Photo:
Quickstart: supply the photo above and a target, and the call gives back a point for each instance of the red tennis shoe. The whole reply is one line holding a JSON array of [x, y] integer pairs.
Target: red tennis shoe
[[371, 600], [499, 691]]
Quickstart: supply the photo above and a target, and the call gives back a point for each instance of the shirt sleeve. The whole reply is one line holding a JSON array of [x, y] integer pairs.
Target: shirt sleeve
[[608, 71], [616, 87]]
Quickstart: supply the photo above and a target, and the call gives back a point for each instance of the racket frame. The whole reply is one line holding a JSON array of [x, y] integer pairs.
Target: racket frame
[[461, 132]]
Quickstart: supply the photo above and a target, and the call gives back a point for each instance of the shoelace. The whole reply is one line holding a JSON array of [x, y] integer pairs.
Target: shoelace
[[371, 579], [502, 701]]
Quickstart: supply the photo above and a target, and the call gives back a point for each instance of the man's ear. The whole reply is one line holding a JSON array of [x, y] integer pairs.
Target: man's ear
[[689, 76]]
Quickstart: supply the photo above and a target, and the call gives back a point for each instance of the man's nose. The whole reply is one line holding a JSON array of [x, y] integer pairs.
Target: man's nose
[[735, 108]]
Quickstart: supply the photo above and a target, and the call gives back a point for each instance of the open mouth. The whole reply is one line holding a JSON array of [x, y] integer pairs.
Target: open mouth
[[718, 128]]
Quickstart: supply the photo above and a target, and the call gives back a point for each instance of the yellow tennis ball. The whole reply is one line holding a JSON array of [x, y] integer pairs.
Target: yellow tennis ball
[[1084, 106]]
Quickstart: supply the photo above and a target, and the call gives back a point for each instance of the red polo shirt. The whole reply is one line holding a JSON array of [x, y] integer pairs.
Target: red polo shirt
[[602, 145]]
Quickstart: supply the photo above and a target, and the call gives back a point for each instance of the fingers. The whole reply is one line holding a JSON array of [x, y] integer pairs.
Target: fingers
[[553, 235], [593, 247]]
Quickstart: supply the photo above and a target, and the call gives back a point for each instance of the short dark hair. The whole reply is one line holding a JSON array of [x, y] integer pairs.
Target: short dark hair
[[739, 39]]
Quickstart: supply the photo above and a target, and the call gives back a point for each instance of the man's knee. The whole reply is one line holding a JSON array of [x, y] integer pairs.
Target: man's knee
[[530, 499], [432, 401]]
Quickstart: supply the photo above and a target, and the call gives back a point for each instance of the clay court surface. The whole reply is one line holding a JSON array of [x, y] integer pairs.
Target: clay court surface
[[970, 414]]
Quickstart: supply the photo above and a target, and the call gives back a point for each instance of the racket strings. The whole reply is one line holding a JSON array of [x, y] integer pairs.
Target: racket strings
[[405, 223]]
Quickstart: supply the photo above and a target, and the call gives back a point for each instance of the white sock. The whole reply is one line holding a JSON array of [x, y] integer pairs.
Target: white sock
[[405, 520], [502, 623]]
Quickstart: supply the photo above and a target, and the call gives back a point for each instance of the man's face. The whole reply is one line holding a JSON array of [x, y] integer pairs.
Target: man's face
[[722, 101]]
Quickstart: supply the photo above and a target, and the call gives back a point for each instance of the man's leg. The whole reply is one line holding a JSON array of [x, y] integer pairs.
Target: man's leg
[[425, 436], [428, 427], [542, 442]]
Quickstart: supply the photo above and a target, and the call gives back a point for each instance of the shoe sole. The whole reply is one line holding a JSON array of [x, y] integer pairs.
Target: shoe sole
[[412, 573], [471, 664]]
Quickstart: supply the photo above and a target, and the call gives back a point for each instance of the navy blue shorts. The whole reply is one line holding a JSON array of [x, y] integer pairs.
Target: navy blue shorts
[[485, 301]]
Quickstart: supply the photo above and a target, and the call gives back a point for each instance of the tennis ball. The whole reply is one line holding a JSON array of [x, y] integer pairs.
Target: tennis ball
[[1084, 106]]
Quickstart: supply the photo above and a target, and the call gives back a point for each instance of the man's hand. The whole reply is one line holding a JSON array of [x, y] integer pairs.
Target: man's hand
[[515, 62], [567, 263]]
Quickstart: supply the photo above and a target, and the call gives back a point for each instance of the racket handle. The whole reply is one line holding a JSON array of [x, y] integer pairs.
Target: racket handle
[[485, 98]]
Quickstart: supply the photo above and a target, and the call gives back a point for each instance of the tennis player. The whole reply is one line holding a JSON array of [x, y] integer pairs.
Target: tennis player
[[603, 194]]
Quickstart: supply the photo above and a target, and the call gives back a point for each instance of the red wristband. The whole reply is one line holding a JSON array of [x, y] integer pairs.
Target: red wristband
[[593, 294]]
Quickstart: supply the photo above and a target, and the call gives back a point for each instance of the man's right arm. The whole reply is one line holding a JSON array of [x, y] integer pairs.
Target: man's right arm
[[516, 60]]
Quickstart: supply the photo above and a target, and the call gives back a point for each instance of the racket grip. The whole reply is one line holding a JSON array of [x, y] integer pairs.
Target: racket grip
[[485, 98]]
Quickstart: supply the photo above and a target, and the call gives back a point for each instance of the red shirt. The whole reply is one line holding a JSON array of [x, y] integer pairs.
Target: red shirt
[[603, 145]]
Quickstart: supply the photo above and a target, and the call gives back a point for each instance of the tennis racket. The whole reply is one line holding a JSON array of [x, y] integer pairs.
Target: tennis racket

_Exercise requirements:_
Please convert the entire listing above into a numbered list, leaving out any blank lines.

_Exercise answer:_
1. Photo:
2. Quickstart: supply the photo above and a target, and the call gives back a point for each instance of the red tennis shoe. The whole reply is one line holding a JSON array of [x, y] integer pairs.
3. Target: red tennis shoe
4. [[371, 600], [499, 691]]
5. Quickstart: supply the photo above and a target, and the call gives back a point for each instance of the shirt sleeve. The whole reply is one line holding a JSON array of [x, y] integer pairs.
6. Target: shirt sleeve
7. [[608, 71], [616, 87]]
8. Quickstart: supply the photo above and a target, and the call gives back a point for each instance of the racket frame. The whole reply is one line holding a JSON array of [x, y] integer pairs.
9. Target: racket frame
10. [[461, 132]]
11. Quickstart: supply the photo above and a target, and the call gives back a point for each instance of the shoelace. The whole reply is one line holding a JSON array of [x, y] integer pairs.
12. Target: shoelace
13. [[371, 579], [502, 701]]
14. Quickstart: supply the photo above and a target, and the call gives back a point for each instance of the man's ear. The whole reply is one line holding a JSON array of [x, y] integer pairs.
15. Target: man's ear
16. [[689, 76]]
17. Quickstart: supply the photo above and a target, and the call gives back a point for each instance of the man's nose. The whole reply is one line holding a JSON array of [x, y] integer pairs.
18. Target: man's nose
19. [[735, 108]]
20. Quickstart: supply the photo above and a target, and the call gives back a point for each instance of the open mouth. The whole reply is one line holding a JSON array of [x, y] integer pairs.
21. Target: open mouth
22. [[718, 128]]
23. Quickstart: supply the photo above and a target, and the call gives back a point for each instance of the yellow tennis ball. The whole reply is one line holding a JSON array of [x, y] integer pairs.
24. Target: yellow tennis ball
25. [[1084, 106]]
26. Quickstart: supply the photo above and a target, and the call gives back a point for each instance of the red polo shirt. The whole reply is one line holding a JSON array of [x, y] integer pairs.
27. Target: red polo shirt
28. [[602, 145]]
29. Quickstart: supply the photo above and a target, and the call gives back a point for each instance of the fingers. The whole reply is one line holding a JSON array of [x, y] integer pairs.
30. Target: fingers
31. [[553, 235], [593, 247]]
32. Quickstart: supply the photo above and a target, and the call gives back a point for each instance of the short dark hair. The whole reply is one line holding a JSON array of [x, y] integer pairs.
33. Target: short dark hair
34. [[739, 39]]
35. Quickstart: supply the photo above and a target, and the call gives back a point for each instance of the man's knee. The whole reply is one line holding a JSON array of [x, y] integer pairs.
36. Target: man's knee
37. [[530, 499], [432, 401]]
38. Quickstart: supply the photo above and a target, and the call gives back a point for each instance of the clay court surface. The whole reply is one line holding a JSON array of [x, y] integer pairs.
39. Target: clay court surface
40. [[970, 414]]
41. Quickstart: supply the photo above and a target, and the call gives back a point for each instance of the racket strings. The whole reply is one line holding a JSON array of [x, y] integer pairs.
42. Target: racket strings
43. [[405, 223]]
44. Quickstart: supply the photo above and a target, and the call gives back a point for each instance of the white sock. The whole reply is one line holding a JSON array of [x, y] integer pairs.
45. Target: white sock
46. [[405, 520], [502, 623]]
47. Quickstart: supply the photo above and a target, and the call gives back a point for each instance of the man's face. The whole reply is one line holding a JSON array of [x, y] integer pairs.
48. Target: man's face
49. [[722, 101]]
50. Quickstart: supply the photo above and a target, and the call gives back a point for each instance of the man's leg. The whole reply is one line holding a JSON array of [x, y] integer pairs.
51. Target: man's leg
52. [[425, 436], [428, 427], [542, 442]]
53. Quickstart: supply the photo above and a target, and the call gives back a point for each instance of the shoe sole. The whole reply is one line holding a JSON array of [x, y] integer pairs.
54. Target: shoe sole
55. [[412, 573], [471, 664]]
56. Quickstart: supply the photo above and a target, and the call gives back a point for each instance of the navy blue shorts. The whole reply is one line holding a JSON array of [x, y] integer pairs.
57. Target: navy blue shorts
58. [[485, 301]]
59. Quickstart: supply the photo above and a target, and the call gives back a point for each instance of the tennis ball. The whole reply is one line holding a JSON array of [x, y] integer pairs.
60. Target: tennis ball
61. [[1084, 106]]
62. Quickstart: supply the photo above and a target, and the call gives back a point for each instance of the man's hand. The whole reply is one line holding a JSON array of [x, y] integer pairs.
63. Target: man's hand
64. [[515, 62], [567, 263]]
65. Quickstart: supply the photo above and a target, and the call gives back a point for each instance of the racket handle. The whole reply is one line holding a JSON array of [x, y] integer pairs.
66. Target: racket handle
67. [[485, 98]]
68. Quickstart: supply the photo above and a target, and the call gives back a point for each instance of the tennis player. The whole reply is one line holding a JSON array of [x, y] integer pairs.
69. Target: tennis player
70. [[603, 194]]
71. Quickstart: supply the photo above and a target, and the call gives back a point for each instance of the red wristband. The whole reply is one line holding a JSON array of [x, y] integer pairs.
72. Target: red wristband
73. [[593, 294]]
74. Quickstart: supply the photo above and a target, and the call gives back a point for each instance of the man's right arm. The whole reply is one line holding a JSON array of [x, y] integer pairs.
75. Target: man's right arm
76. [[516, 60]]
77. Quickstart: supply the photo above and a target, and the call gives back a point for each instance of the racket grip. The whole reply is one line holding a JSON array of [x, y] integer pairs.
78. Target: racket grip
79. [[485, 98]]
80. Quickstart: supply the photo above and a target, and the call gives back a point for each instance of the red shirt. The whole reply is one line holding a JSON array of [x, y] integer pairs.
81. Target: red shirt
82. [[603, 145]]
83. Quickstart: supply the photo above and a target, and the call gives back a point for each instance of the tennis racket. The whole reply is one line holding a JSON array of [x, y] integer pairs.
84. Target: tennis racket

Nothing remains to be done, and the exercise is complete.